● **DATA IN THIS EXERCISE**

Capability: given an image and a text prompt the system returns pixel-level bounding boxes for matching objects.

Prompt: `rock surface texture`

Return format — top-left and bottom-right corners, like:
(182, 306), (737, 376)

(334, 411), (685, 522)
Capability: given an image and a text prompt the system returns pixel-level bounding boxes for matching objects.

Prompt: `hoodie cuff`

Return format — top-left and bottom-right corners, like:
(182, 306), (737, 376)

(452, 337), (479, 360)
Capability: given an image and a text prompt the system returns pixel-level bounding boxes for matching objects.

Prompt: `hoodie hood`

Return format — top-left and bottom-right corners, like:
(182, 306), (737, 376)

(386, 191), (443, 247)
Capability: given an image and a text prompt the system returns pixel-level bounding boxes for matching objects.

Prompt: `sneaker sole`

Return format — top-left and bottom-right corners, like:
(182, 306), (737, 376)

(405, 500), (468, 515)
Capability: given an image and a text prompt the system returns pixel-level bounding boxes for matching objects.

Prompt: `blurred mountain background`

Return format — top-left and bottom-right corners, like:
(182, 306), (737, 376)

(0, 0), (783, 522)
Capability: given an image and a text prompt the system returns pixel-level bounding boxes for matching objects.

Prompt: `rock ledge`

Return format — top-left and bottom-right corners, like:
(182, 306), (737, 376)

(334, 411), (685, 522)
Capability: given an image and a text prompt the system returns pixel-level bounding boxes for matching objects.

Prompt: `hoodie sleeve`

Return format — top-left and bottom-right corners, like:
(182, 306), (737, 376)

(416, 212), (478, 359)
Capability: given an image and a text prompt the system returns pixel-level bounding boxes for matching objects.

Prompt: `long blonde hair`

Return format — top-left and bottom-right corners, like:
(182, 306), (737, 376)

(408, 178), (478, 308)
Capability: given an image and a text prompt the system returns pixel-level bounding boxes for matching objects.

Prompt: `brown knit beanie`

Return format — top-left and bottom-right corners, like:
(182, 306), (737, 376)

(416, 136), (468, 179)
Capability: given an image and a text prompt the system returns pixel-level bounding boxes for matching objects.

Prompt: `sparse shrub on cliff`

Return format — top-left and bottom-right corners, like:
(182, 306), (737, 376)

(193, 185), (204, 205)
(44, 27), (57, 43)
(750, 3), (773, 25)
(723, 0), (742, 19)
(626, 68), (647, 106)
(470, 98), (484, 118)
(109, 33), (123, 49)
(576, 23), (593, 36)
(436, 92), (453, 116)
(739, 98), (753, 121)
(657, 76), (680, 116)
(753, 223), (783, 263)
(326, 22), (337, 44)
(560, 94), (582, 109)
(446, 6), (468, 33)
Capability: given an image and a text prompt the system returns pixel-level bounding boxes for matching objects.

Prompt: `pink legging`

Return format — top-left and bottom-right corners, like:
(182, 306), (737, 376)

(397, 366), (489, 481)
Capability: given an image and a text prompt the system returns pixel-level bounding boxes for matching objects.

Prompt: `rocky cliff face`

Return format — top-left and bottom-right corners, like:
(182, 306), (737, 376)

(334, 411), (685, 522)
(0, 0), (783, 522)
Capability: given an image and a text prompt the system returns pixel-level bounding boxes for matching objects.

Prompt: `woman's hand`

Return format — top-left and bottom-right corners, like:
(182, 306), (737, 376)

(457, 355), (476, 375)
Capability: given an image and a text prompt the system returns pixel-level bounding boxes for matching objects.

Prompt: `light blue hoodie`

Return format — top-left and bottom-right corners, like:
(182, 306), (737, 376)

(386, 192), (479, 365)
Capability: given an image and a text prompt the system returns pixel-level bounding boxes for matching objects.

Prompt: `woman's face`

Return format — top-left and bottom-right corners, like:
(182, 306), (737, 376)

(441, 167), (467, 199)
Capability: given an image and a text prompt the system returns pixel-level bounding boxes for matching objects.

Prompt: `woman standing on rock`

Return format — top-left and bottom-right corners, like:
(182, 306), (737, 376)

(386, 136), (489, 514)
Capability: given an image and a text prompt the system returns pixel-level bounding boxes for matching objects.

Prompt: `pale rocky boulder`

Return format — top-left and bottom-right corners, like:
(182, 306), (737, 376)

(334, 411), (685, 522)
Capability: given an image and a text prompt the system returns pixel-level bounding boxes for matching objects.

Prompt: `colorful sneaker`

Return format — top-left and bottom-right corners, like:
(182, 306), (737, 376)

● **REQUIRED WORK**
Render all the entries above as a Markdown table with two columns, Row and Line. Number each row and omit blank lines.

● **CORRECT ANSWER**
| Row | Line |
|---|---|
| 1 | Capability: given an image and a text prompt the system returns pixel-level bounding boxes for matching objects. |
| 2 | Prompt: `rock surface texture` |
| 3 | Return format — top-left and bottom-right corners, like: |
| 4 | (182, 306), (737, 376) |
| 5 | (334, 411), (685, 522) |
| 6 | Capability: given an image and a text prompt the system returns pixel-level bounding boxes for matching objects. |
| 7 | Prompt: `hoodie cuff` |
| 8 | Return format — top-left and bottom-right corners, like: |
| 9 | (182, 306), (737, 376) |
| 10 | (452, 337), (479, 360) |
| 11 | Capability: given an image and a text prompt the system returns pixel-level bounding boxes for matching objects. |
| 12 | Prompt: `hoodie hood` |
| 13 | Return format — top-left and bottom-right corners, like: |
| 14 | (182, 306), (737, 376) |
| 15 | (386, 191), (443, 247) |
| 16 | Capability: given an image and a text prompt the system returns pixel-level bounding boxes for matching objects. |
| 17 | Prompt: `sneaker sole` |
| 18 | Return format — top-left and bottom-right corners, like: |
| 19 | (182, 306), (737, 376) |
| 20 | (405, 500), (468, 515) |
| 21 | Capability: given an image and a text prompt the system returns pixel-level bounding boxes for matching objects. |
| 22 | Prompt: `blurred mountain background` |
| 23 | Return format — top-left and bottom-right corners, like: |
| 24 | (182, 306), (737, 376) |
| 25 | (0, 0), (783, 522) |
| 26 | Capability: given an image and a text prompt the system returns pixel-level bounding boxes for matching objects. |
| 27 | Prompt: `rock ledge` |
| 28 | Return format — top-left and bottom-right corners, like: |
| 29 | (182, 306), (737, 376) |
| 30 | (334, 411), (685, 522) |
| 31 | Capability: given an image and a text prompt the system returns pixel-level bounding boxes for matching objects. |
| 32 | Prompt: `hoodie sleeve` |
| 33 | Return format — top-left and bottom-right corners, like: |
| 34 | (182, 306), (737, 376) |
| 35 | (416, 212), (478, 359) |
| 36 | Capability: given an image and a text prompt the system returns pixel-level bounding boxes for matching objects. |
| 37 | Prompt: `long blonde hair` |
| 38 | Return format — top-left and bottom-right corners, like: |
| 39 | (182, 306), (737, 376) |
| 40 | (408, 178), (478, 308) |
| 41 | Capability: given an image and a text prompt the system returns pixel-level bounding boxes for matching objects. |
| 42 | Prompt: `brown knit beanie` |
| 43 | Return format — top-left and bottom-right corners, like: |
| 44 | (182, 306), (737, 376) |
| 45 | (416, 136), (468, 179) |
| 46 | Capability: given an image and a text prompt the system returns pixel-level bounding boxes for matching objects. |
| 47 | Prompt: `sparse shrub on cliff` |
| 48 | Return format — top-left and bottom-right corners, like: |
| 49 | (182, 306), (737, 376) |
| 50 | (193, 185), (204, 205) |
| 51 | (44, 27), (57, 43) |
| 52 | (750, 3), (773, 25) |
| 53 | (723, 0), (742, 19) |
| 54 | (626, 68), (647, 106) |
| 55 | (470, 98), (484, 118) |
| 56 | (109, 33), (123, 49) |
| 57 | (576, 23), (593, 36) |
| 58 | (436, 92), (453, 116) |
| 59 | (739, 98), (753, 121) |
| 60 | (657, 76), (680, 116) |
| 61 | (753, 223), (783, 263) |
| 62 | (326, 22), (337, 44) |
| 63 | (560, 94), (582, 109) |
| 64 | (446, 6), (468, 33) |
| 65 | Capability: given an image and a text prompt the system returns pixel-level bounding boxes for matching objects. |
| 66 | Prompt: `pink legging` |
| 67 | Return format — top-left and bottom-right corners, like: |
| 68 | (182, 306), (737, 376) |
| 69 | (397, 366), (489, 481) |
| 70 | Capability: given an image and a text prompt the system returns pixel-level bounding boxes for matching objects. |
| 71 | Prompt: `rocky cliff face` |
| 72 | Return format — top-left and bottom-right corners, like: |
| 73 | (182, 306), (737, 376) |
| 74 | (334, 411), (685, 522) |
| 75 | (0, 0), (783, 522) |
| 76 | Capability: given an image and a text prompt the system returns pixel-level bounding boxes for matching objects. |
| 77 | Prompt: `woman's hand` |
| 78 | Return format — top-left and bottom-right corners, like: |
| 79 | (182, 306), (737, 376) |
| 80 | (457, 355), (476, 375) |
| 81 | Capability: given an image and a text prompt the system returns pixel-level bounding boxes for matching objects. |
| 82 | Prompt: `light blue hoodie` |
| 83 | Return format — top-left and bottom-right corners, like: |
| 84 | (182, 306), (737, 376) |
| 85 | (386, 192), (479, 365) |
| 86 | Capability: given an image and a text prompt the system returns pixel-level bounding boxes for matching objects. |
| 87 | Prompt: `woman's face` |
| 88 | Return format — top-left and bottom-right corners, like: |
| 89 | (182, 306), (737, 376) |
| 90 | (441, 167), (467, 199) |
| 91 | Capability: given an image and a text prompt the system returns pixel-level bounding boxes for matching objects. |
| 92 | Prompt: `woman standing on rock` |
| 93 | Return format — top-left and bottom-right corners, like: |
| 94 | (182, 306), (737, 376) |
| 95 | (386, 136), (489, 514) |
| 96 | Capability: given an image and a text prompt the system returns pixel-level bounding boxes for matching objects. |
| 97 | Prompt: `pale rocky boulder` |
| 98 | Return format — top-left and bottom-right corners, like: |
| 99 | (182, 306), (737, 376) |
| 100 | (334, 411), (685, 522) |
| 101 | Capability: given an image and a text prompt the system returns pixel-level bounding boxes for matching objects. |
| 102 | Prompt: `colorful sneaker` |
| 103 | Return format — top-left and bottom-right corners, like: |
| 104 | (182, 306), (737, 376) |